↓↓↓
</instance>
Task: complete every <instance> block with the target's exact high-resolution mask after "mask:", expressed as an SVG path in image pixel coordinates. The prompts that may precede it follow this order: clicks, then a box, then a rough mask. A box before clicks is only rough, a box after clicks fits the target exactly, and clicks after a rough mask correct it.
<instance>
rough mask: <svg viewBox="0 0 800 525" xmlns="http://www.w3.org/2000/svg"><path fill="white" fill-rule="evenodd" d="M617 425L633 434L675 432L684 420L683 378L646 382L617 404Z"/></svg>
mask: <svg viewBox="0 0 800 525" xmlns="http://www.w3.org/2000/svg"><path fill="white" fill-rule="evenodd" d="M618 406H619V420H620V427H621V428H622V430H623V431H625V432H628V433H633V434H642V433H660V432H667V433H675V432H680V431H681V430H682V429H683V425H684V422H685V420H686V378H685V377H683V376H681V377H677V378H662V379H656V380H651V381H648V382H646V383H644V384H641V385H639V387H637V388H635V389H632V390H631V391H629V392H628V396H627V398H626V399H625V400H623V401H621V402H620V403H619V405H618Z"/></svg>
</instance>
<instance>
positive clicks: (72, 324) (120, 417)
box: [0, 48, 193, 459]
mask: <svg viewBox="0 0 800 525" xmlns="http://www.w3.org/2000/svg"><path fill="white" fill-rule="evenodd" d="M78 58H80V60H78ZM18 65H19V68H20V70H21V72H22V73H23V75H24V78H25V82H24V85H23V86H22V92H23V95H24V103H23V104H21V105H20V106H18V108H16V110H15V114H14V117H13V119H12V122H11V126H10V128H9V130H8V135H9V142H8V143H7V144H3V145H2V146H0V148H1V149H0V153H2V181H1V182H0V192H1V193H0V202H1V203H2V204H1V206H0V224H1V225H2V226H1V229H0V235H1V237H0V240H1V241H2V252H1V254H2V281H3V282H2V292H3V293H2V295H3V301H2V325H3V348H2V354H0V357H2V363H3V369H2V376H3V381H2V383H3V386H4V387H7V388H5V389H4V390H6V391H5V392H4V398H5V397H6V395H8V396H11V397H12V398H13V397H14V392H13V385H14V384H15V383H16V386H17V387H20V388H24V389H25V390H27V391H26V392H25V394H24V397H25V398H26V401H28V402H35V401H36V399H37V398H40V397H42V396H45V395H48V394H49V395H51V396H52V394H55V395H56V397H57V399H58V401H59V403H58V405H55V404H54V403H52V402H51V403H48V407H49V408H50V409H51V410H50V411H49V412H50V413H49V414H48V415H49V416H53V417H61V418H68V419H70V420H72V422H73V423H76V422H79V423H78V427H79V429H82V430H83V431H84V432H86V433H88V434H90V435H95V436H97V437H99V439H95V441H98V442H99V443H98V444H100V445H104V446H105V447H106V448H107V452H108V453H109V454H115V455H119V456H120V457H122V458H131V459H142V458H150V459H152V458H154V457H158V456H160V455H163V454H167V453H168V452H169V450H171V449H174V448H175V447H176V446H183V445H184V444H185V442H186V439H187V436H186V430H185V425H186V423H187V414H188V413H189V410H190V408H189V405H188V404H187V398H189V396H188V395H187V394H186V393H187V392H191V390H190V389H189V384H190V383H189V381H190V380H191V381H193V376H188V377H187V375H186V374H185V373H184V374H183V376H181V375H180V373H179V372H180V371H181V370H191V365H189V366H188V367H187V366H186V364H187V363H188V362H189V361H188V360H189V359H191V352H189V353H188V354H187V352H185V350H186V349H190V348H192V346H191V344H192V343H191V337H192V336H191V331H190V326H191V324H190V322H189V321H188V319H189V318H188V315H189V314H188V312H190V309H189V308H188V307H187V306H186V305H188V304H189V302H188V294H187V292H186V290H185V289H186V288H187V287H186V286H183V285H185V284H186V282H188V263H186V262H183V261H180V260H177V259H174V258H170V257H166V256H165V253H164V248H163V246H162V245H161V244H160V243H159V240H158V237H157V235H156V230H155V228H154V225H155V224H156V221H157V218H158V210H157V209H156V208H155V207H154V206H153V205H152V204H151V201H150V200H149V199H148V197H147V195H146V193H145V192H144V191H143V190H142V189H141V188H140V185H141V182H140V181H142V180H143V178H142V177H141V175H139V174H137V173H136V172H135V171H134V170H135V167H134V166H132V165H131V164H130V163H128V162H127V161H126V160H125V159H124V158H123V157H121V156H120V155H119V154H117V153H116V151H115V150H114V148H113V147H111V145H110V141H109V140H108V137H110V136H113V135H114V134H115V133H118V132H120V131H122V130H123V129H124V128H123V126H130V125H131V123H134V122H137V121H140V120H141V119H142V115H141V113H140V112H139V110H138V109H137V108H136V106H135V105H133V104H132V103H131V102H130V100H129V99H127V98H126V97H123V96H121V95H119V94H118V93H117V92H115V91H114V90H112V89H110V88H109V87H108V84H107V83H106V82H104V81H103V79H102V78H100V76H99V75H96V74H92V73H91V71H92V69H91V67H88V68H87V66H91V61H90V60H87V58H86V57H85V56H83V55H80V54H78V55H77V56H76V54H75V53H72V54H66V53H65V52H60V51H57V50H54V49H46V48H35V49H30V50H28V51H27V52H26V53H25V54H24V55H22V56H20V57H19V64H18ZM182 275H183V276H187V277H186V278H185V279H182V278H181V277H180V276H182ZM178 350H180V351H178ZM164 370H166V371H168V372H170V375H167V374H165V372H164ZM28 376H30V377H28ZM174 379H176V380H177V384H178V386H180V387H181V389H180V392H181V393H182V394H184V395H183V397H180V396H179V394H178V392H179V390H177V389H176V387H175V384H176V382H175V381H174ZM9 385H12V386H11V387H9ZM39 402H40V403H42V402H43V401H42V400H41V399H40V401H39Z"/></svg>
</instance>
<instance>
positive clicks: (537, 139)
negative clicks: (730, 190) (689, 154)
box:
↑↑↑
Exercise description:
Count every line of the entries that holds the string "positive". Please answer with the count alone.

Expected answer:
2